▶ _Reading text_
-- -- --
TAMR_RECIPE_GR_PREVIEW_MAX_RECORDS

The maximum number of records that can be used as input to a golden records preview request. This is the sum of the sizes of all clusters that are to be previewed. If this limit is increased, the microservice heap size (TAMR_CONGLOMERATE_MEMORY) may also need to be increased.

DEFAULT VALUE

5000

PROPERTIES

  • machineSpecific: True
  • dependencies: ['unify']
  • secure: False

TAMR_REMOTE_ES_ENABLED

Whether or not Elasticsearch is local (running on the same VM as the Tamr VM) or remote (running on a different one(s)).

DEFAULT VALUE

False

PROPERTIES

  • machineSpecific: True
  • dependencies: ['unify']
  • secure: False

TAMR_REMOTE_HBASE_ENABLED

Whether HBase is local (running on the same VM as the Tamr VM) or remote (running on a different one(s)).

DEFAULT VALUE

False

PROPERTIES

  • machineSpecific: True
  • dependencies: ['unify']
  • secure: False

TAMR_REMOTE_SPARK_ENABLED

Whether Spark is local (running on the same VM as the Tamr VM) or remote (running on a different one(s)).

DEFAULT VALUE

False

PROPERTIES

  • machineSpecific: True
  • dependencies: ['unify']
  • secure: False

TAMR_RUNNER_CACHE_TIMEOUT

The duration of time, between accesses, a sample dataset is cached in-memory in the preview runner. Increasing this timeout increases memory usage, but also results in faster previews for queries that involve the same datasets.

DEFAULT VALUE

1 day

PROPERTIES

  • machineSpecific: False
  • dependencies: ['unify']
  • secure: False

TAMR_RUNNER_CORES

DEFAULT VALUE

2

PROPERTIES

  • machineSpecific: True
  • dependencies: ['unify']
  • secure: False
  • description: None

TAMR_RUNNER_EXECUTOR_MEMORY

DEFAULT VALUE

1024m

PROPERTIES

  • machineSpecific: True
  • dependencies: ['unify']
  • secure: False
  • description: None

TAMR_RUNNER_EXTRA_ARGS

DEFAULT VALUE

{{ TAMR_UNIFY_EXTRA_ARGS }}

PROPERTIES

  • machineSpecific: False
  • dependencies: ['supporting']
  • secure: False
  • description: None

TAMR_RUNNER_LONG_POLLING_FREQ_SECONDS

DEFAULT VALUE

15

PROPERTIES

  • machineSpecific: False
  • dependencies: ['unify']
  • secure: False
  • description: None

TAMR_RUNNER_SPARK_PROPS

DEFAULT VALUE

null

PROPERTIES

  • machineSpecific: False
  • dependencies: ['unify']
  • secure: False
  • description: None

TAMR_RUNNER_WORKING_DIR

DEFAULT VALUE

{{ TAMR_UNIFY_HOME }}/tamr/previewRunner

PROPERTIES

  • machineSpecific: True
  • dependencies: ['unify']
  • secure: False
  • description: None

TAMR_SAML_ATTRIBUTE_DECRYPT_KEY_PATH

Location of the public key file that decrypts the authentication response from the server, specifically the attributes. If it is empty, assume that the IdP server is sending unencrypted data. The matching private key is provided to the Identity Provider for its definition of this Service Provider in its metadata.
-- -- --
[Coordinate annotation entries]
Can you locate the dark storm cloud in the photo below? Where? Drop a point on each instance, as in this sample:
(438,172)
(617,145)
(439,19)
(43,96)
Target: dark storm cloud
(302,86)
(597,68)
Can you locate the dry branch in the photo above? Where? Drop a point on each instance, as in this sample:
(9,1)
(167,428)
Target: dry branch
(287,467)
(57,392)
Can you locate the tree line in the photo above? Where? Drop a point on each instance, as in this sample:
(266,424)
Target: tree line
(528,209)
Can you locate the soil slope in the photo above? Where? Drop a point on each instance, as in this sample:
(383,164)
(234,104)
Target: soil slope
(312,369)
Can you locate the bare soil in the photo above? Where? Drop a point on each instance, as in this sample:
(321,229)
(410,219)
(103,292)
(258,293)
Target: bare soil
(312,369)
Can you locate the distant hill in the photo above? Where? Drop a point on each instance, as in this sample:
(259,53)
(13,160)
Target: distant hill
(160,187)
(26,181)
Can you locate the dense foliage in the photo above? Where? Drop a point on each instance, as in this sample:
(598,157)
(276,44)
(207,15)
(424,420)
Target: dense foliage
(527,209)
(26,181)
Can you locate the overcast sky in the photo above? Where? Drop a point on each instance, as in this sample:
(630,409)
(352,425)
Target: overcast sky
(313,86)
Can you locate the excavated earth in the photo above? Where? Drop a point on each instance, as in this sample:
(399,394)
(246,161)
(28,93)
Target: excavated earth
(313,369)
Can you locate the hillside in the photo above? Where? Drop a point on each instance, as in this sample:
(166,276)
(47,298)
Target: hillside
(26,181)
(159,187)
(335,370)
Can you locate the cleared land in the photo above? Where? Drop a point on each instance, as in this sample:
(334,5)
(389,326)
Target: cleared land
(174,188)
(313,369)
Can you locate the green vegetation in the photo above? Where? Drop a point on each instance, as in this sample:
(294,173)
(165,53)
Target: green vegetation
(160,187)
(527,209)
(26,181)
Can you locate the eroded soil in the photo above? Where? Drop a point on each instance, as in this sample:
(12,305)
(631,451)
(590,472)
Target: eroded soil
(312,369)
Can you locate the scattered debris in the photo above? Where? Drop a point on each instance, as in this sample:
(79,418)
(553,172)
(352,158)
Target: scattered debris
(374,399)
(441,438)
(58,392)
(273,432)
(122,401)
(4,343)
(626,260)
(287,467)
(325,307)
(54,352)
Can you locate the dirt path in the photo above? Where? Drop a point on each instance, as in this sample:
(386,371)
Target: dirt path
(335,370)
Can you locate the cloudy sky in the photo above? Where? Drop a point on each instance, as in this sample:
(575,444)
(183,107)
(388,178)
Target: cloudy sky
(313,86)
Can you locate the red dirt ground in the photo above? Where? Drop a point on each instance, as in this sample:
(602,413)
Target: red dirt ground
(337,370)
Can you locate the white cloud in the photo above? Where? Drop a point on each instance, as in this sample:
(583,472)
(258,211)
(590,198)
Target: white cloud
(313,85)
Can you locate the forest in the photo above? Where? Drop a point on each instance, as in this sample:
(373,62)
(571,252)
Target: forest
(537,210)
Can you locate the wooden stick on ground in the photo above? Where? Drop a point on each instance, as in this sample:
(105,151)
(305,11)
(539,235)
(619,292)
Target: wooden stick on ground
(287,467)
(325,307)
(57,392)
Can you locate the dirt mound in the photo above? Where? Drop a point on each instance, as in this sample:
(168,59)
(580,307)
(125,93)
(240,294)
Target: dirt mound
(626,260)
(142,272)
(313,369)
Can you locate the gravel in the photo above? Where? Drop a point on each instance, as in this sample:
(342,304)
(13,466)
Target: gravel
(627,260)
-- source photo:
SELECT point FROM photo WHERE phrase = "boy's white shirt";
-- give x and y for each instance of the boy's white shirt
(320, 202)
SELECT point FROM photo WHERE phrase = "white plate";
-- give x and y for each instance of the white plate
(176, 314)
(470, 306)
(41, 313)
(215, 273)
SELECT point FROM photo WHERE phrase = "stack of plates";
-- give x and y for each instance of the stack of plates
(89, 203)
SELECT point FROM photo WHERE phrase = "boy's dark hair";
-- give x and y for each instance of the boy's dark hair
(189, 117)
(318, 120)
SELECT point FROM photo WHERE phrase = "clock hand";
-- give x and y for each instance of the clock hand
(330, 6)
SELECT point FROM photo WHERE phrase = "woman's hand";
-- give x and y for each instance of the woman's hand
-- -- --
▶ _Directions for this task_
Can you take the Tamr configuration reference further, picking up after its last sentence? The records stand apart from the Tamr configuration reference and are separate material.

▶ _Result_
DEFAULT VALUE

null

PROPERTIES

  • machineSpecific: False
  • dependencies: ['unify']
  • secure: False

TAMR_SAML_AUTH_SIGNING_KEY_PATH

Location of the private key file that is used to sign auth requests to the IdP. If it is empty, assume the service will not sign its authentication request. The matching public key is provided to the Identity Provider for its definition of this Service Provider in its metadata.

DEFAULT VALUE

null

PROPERTIES

  • machineSpecific: False
  • dependencies: ['unify']
  • secure: False

TAMR_SAML_AUTH_COMPARISON_TYPE

Minimum authentication method strength required - based on the signicat.security-level value from the authentication method - when creating Authentication context.

DEFAULT VALUE

minimum

PROPERTIES

  • machineSpecific: True
  • dependencies: ['unify']
  • secure: False

TAMR_SAML_AUTH_CONTEXT_TYPE

The desired authentication method to use for signing in.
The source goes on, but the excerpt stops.